List, from the lines below, each one with "wood" in it.
Start of The input
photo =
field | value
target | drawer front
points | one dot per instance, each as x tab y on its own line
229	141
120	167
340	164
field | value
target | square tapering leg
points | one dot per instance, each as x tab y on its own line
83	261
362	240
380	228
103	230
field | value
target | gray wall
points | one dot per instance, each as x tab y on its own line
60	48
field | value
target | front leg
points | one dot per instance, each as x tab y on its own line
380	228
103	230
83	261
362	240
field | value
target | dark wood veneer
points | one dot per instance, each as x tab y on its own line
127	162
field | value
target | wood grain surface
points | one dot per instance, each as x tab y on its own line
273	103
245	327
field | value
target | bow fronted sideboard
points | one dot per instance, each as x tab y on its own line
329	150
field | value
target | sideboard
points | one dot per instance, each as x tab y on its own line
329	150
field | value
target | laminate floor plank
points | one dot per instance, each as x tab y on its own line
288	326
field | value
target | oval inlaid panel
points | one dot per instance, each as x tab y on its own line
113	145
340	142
End of The input
Answer to this problem:
target | dark wood veneer
target | wood grain surface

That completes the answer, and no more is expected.